╭─ Data shown

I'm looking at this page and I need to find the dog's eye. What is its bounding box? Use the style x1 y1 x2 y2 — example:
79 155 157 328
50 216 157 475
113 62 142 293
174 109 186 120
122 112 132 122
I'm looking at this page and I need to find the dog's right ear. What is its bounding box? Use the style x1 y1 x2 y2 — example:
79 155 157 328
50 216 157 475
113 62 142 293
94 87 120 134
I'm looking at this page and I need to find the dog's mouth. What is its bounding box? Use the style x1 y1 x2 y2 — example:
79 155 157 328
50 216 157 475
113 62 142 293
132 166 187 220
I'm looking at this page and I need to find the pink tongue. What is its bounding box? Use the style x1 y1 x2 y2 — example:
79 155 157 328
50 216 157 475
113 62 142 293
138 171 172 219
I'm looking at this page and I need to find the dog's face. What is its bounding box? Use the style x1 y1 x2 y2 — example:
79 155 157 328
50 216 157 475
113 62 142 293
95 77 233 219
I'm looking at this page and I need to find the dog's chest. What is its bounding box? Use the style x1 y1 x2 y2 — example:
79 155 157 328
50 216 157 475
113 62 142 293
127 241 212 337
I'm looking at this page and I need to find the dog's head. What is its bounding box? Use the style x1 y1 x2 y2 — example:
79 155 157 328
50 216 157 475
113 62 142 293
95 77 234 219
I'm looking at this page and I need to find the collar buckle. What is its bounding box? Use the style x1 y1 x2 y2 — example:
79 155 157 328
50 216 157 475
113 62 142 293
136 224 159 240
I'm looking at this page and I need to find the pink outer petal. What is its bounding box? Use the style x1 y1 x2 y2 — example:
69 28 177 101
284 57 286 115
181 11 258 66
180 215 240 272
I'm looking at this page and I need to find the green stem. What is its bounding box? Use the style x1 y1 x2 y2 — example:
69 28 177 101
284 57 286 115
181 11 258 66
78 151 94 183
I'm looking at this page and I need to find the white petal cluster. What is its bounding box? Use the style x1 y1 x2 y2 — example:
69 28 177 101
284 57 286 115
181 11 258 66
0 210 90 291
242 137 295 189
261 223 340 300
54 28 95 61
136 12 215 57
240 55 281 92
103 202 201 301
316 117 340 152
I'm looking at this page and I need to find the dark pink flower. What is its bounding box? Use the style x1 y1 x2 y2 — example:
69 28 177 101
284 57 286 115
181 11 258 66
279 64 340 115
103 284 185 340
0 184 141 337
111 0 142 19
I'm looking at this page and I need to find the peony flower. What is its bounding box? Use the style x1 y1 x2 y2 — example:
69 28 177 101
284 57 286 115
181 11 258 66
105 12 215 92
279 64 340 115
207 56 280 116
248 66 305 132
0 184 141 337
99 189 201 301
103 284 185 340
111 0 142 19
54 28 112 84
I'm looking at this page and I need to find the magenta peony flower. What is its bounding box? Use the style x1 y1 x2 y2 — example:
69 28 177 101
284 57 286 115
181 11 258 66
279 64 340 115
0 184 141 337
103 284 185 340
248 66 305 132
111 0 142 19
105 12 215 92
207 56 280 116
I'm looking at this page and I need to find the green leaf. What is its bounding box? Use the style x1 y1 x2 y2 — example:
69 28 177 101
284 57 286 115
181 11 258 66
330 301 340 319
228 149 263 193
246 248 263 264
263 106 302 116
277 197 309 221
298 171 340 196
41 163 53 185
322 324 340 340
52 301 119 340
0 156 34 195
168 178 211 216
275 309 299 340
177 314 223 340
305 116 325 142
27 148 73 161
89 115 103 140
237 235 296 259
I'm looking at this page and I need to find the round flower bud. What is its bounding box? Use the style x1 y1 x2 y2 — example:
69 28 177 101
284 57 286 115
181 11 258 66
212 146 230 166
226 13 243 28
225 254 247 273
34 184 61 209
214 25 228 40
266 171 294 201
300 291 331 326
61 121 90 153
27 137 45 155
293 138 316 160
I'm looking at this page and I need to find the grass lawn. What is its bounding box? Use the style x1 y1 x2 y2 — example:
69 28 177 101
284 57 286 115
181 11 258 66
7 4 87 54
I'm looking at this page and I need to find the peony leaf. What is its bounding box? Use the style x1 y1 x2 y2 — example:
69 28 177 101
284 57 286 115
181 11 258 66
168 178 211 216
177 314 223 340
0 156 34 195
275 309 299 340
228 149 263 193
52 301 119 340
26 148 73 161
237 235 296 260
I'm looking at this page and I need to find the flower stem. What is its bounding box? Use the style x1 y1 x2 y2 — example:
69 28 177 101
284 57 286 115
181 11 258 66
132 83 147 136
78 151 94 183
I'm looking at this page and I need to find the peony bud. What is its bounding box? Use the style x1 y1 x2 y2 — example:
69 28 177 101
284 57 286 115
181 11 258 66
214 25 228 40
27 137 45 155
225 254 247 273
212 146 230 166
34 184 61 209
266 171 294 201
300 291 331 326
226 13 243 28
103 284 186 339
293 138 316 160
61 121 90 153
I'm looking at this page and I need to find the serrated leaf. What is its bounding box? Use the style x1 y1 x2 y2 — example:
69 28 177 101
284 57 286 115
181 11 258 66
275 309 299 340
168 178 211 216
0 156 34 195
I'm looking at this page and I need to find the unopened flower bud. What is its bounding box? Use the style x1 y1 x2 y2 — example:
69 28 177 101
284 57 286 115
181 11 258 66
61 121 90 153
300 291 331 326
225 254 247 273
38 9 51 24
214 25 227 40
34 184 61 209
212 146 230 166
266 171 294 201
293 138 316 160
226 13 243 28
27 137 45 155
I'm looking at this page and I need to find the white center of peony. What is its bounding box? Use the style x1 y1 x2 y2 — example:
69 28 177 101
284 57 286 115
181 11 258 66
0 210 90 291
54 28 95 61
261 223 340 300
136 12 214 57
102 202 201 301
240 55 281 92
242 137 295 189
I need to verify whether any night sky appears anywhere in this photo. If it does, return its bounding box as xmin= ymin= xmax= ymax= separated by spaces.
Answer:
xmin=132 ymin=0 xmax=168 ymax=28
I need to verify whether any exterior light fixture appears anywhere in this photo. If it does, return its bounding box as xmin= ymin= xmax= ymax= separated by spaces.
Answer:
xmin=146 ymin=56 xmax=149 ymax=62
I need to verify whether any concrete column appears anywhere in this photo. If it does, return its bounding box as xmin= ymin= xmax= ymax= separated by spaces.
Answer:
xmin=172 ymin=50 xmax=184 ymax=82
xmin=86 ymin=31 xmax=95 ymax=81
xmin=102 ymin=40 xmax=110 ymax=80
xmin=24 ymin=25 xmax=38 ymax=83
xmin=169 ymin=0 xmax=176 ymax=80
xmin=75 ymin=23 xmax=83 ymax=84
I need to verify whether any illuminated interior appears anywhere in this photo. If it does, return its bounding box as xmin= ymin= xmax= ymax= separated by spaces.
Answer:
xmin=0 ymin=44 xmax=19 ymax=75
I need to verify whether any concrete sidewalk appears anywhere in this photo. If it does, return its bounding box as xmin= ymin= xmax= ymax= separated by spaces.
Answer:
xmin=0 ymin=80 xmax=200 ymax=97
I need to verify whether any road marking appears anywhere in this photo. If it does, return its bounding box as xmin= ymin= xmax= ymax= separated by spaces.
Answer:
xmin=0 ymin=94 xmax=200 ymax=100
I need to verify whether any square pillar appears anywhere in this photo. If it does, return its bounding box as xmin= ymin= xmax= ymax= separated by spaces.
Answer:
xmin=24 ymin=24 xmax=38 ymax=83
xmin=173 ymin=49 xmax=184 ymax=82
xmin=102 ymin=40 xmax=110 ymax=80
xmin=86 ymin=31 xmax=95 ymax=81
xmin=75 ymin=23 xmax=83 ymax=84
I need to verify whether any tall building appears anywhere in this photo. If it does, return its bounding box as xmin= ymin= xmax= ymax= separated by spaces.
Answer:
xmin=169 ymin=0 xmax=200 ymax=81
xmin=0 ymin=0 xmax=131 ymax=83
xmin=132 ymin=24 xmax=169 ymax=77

╰─

→ Exercise description:
From the data above, copy everything from the line containing "find the grass" down to the line containing "237 235 296 260", including both of those lines. Keep every character unchanged.

→ Finished answer:
I'm looking at this page and I need to find the grass lawn. What is its bounding box? Use the style x1 y1 x2 y2 — example:
69 28 177 101
284 57 286 115
181 11 258 66
7 4 87 54
I'm looking at this page and I need to find the peony leaf. What is its bounding box? Use the style x1 y1 x2 y2 — example:
69 28 177 101
284 57 286 115
181 11 258 66
168 178 211 216
177 314 223 340
0 156 34 195
275 309 299 340
228 149 263 193
52 301 119 340
26 148 73 161
237 235 296 260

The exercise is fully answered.